Check your understanding:
1. Say whether each statement below agrees with the passage on Christ's sinlessness, answering yes or no and quoting the deciding words: (a) Jesus was never tempted. (b) When he suffered, he did not threaten. (c) The passage calls Jesus the new and final Adam.
2. In the passage on Christ's sinlessness, what did the Son of God as man "recapitulate"?
3. Write a continuation of the passage on Christ's sinlessness, picking up after its final sentence.

+++ Document segment +++

Christ has entered the world becoming like all men in all things except sin.
He committed no sin; no guile was found on his lips. When he was reviled, he did not revile in return; when he suffered, he did not threaten; but he trusted to him [God the Father] who judges justly (1 Pet 2.22; Heb 4.15).
Jesus was tempted, but he did not sin. He was perfect in every way, absolutely obedient to God the Father; speaking His words, doing His works, and accomplishing His will. As a man, Jesus fulfilled his role perfectly as the Perfect Man, the new and final Adam. He did all things that man fails to do, being in everything the most perfect human response to the divine initiative of God toward creation. In this sense, the Son of God as man “recapitulated” the life of Adam, i.e., the entire human race, bringing man and his world back to God the Father and allowing for a new beginning of life free from the power of sin, the devil, and death.

+++ Recorded data +++

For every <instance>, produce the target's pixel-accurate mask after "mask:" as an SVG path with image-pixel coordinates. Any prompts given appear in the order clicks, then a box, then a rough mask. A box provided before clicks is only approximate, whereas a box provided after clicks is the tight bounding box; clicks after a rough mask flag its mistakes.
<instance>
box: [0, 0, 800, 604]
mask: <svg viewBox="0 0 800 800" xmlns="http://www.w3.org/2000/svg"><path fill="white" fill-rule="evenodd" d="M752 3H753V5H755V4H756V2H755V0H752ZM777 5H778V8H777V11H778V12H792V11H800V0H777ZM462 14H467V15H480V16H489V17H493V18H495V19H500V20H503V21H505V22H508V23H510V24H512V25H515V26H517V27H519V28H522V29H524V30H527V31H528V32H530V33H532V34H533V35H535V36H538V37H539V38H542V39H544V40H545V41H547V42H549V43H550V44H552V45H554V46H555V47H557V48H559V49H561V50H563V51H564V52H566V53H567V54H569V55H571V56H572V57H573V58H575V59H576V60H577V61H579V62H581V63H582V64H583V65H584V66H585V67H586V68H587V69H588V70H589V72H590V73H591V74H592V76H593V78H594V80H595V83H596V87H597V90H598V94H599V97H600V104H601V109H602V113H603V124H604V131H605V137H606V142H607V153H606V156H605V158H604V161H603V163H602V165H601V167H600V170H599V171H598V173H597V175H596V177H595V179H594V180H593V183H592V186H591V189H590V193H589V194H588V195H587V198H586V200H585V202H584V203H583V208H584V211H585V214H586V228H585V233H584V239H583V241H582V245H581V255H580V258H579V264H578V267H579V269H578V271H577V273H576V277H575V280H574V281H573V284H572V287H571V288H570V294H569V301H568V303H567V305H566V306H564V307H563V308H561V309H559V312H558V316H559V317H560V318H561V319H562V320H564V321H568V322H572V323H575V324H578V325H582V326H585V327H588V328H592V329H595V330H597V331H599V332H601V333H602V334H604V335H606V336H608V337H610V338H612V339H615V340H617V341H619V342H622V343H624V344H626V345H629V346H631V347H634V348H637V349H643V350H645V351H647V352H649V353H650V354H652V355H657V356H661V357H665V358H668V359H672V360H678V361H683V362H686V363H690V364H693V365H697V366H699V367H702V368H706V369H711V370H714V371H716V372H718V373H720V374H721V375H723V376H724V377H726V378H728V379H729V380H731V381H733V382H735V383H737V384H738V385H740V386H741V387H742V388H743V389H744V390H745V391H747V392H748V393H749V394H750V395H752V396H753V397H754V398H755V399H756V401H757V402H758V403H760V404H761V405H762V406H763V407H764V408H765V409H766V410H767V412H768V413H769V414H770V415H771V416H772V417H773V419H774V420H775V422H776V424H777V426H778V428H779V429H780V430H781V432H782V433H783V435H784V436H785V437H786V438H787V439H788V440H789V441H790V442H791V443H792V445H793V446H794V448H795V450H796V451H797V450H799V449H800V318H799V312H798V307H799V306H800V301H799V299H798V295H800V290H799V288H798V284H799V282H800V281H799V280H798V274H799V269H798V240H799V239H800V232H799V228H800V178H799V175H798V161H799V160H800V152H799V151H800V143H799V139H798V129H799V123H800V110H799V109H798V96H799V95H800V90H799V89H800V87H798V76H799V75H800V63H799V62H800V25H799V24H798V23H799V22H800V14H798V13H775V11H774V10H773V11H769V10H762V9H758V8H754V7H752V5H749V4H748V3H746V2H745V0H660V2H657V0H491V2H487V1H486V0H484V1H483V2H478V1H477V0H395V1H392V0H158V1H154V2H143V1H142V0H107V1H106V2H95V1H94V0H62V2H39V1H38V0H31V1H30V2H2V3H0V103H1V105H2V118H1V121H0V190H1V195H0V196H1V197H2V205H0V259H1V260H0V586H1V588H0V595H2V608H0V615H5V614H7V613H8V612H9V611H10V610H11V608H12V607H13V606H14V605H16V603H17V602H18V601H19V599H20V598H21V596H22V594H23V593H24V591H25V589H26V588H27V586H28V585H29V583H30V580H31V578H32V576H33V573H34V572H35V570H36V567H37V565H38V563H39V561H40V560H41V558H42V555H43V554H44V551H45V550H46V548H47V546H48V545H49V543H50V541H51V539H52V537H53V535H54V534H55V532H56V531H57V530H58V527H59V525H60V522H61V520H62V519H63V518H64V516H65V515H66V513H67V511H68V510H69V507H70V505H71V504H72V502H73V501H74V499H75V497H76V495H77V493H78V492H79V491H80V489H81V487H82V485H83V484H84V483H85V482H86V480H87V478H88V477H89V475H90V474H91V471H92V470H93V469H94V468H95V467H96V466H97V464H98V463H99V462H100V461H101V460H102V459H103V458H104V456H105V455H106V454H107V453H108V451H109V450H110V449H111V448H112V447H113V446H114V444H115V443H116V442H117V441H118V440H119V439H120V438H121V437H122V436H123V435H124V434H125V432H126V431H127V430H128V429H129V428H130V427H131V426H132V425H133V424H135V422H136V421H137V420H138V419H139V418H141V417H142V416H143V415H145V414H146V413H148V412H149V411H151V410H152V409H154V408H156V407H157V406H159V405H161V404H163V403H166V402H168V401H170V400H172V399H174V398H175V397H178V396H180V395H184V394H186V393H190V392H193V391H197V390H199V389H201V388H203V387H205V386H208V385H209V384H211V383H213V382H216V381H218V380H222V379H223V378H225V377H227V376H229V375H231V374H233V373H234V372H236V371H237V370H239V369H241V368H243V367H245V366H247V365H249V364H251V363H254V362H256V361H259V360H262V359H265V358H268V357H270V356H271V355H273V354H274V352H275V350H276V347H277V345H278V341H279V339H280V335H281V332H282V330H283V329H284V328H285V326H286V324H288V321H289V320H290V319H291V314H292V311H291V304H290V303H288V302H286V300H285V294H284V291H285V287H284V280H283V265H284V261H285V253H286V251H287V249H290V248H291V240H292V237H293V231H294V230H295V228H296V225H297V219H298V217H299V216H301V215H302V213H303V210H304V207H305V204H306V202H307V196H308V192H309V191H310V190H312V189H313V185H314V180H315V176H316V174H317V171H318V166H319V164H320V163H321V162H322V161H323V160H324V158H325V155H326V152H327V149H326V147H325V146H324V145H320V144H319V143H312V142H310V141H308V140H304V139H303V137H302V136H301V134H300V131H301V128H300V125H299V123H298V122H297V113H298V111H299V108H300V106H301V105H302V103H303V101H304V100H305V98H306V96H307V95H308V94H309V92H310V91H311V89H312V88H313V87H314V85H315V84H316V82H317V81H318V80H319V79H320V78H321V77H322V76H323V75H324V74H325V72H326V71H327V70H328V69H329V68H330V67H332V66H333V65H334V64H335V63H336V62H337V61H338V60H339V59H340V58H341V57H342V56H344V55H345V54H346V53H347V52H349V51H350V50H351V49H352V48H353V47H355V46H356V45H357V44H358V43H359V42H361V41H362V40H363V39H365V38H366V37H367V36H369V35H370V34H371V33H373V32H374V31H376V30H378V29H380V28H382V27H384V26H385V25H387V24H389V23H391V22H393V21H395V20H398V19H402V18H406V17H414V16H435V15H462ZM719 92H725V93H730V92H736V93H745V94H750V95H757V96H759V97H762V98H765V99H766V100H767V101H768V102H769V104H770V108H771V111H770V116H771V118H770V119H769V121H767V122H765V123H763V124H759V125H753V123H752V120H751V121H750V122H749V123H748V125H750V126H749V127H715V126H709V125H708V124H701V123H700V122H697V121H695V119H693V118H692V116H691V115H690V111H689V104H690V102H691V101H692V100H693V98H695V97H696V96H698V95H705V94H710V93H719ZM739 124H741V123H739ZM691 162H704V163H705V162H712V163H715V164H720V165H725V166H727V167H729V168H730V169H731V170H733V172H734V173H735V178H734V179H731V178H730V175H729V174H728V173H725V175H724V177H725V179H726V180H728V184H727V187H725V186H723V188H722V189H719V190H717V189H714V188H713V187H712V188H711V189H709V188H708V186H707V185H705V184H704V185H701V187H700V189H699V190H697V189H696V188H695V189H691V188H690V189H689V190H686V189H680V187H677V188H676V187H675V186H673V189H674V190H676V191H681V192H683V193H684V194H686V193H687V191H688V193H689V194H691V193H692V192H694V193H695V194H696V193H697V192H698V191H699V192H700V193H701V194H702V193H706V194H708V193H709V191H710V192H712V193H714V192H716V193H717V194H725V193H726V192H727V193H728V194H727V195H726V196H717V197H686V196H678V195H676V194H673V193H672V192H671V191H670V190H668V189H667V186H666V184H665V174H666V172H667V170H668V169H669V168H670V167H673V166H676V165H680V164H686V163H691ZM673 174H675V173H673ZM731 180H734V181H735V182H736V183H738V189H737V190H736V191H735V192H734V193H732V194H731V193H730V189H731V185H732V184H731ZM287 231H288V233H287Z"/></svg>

+++

Answers provided:
1.
(a) No: "Jesus was tempted, but he did not sin."
(b) Yes: "when he suffered, he did not threaten"
(c) Yes: "the new and final Adam"

2. The life of Adam, that is, the entire human race.

3.
As the Saviour-Messiah, Christ fulfilled as well all of the prophecies and expectations of the Old Testament, fulfilling and crowning in final and absolute perfection all that was begun in Israel for human and cosmic salvation. Thus, Christ is the fulfillment of the promise to Abraham, the completion of the Law of Moses, the fulfillment of the prophets and Himself the Final Prophet, the King and the Teacher, the one Great High Priest of Salvation and the Perfect Sacrificial Victim, the New Passover and the Bestower of the Holy Spirit upon all creation.
It is in this role as Messiah-King of Israel and Saviour of the world that Christ insisted upon His identity with God the Father and called Himself the Way, the Truth, and the Life: the Resurrection and the Life, the Light of the World, the Bread of Life, the Door to the Sheepfold, the Good Shepherd, the Heavenly Son of Man, the Son of God, and God Himself, the I AM (Gospel of Saint John).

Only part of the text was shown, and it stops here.